◆ DESCRIPTION OF THE TASK: Identify each line in the material below that contains the string "stone", and copy those lines. Case counts.

◆ DATA LINES:
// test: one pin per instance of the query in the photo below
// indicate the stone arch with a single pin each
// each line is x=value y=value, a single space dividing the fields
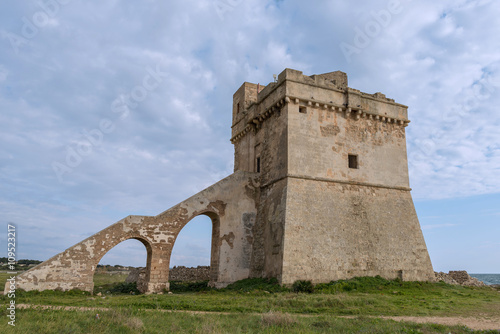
x=215 y=247
x=231 y=205
x=110 y=245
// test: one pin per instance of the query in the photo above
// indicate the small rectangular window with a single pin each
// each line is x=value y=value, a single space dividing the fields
x=353 y=161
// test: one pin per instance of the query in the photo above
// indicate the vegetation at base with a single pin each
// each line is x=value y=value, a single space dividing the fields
x=256 y=284
x=178 y=286
x=132 y=320
x=255 y=306
x=303 y=286
x=371 y=296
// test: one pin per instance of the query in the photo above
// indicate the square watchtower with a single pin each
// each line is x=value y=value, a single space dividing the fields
x=334 y=198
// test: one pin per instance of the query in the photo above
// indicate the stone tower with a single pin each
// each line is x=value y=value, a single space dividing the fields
x=334 y=195
x=320 y=192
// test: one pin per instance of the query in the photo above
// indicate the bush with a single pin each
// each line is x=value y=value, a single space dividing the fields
x=303 y=286
x=256 y=284
x=179 y=286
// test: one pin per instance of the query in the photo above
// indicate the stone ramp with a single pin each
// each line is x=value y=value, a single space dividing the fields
x=230 y=203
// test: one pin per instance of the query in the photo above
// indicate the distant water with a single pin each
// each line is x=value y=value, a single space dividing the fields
x=488 y=279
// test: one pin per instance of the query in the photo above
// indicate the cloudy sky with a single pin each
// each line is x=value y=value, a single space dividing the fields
x=123 y=107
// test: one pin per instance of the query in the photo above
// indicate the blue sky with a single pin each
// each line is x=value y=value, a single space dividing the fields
x=121 y=107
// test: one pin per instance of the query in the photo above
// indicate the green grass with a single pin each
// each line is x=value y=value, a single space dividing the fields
x=360 y=296
x=129 y=320
x=3 y=279
x=284 y=311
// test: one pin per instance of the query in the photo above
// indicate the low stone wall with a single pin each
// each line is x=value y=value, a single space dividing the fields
x=459 y=277
x=185 y=274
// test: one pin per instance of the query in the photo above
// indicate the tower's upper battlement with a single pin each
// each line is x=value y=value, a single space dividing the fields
x=317 y=126
x=252 y=103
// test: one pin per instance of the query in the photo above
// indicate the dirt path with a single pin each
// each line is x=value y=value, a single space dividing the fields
x=476 y=323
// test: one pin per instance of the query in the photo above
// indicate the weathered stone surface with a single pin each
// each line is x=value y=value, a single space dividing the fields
x=320 y=192
x=317 y=218
x=228 y=203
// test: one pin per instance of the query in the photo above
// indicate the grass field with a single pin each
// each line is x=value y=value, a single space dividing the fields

◆ EXERCISE RESULT:
// indicate the stone arch with a single pin each
// indicate the stone tower with a single pin each
// indicate the stone ramp with a single pin each
// indicate the low stone wall with a single pin each
// indicate the weathered stone surface with a single pin each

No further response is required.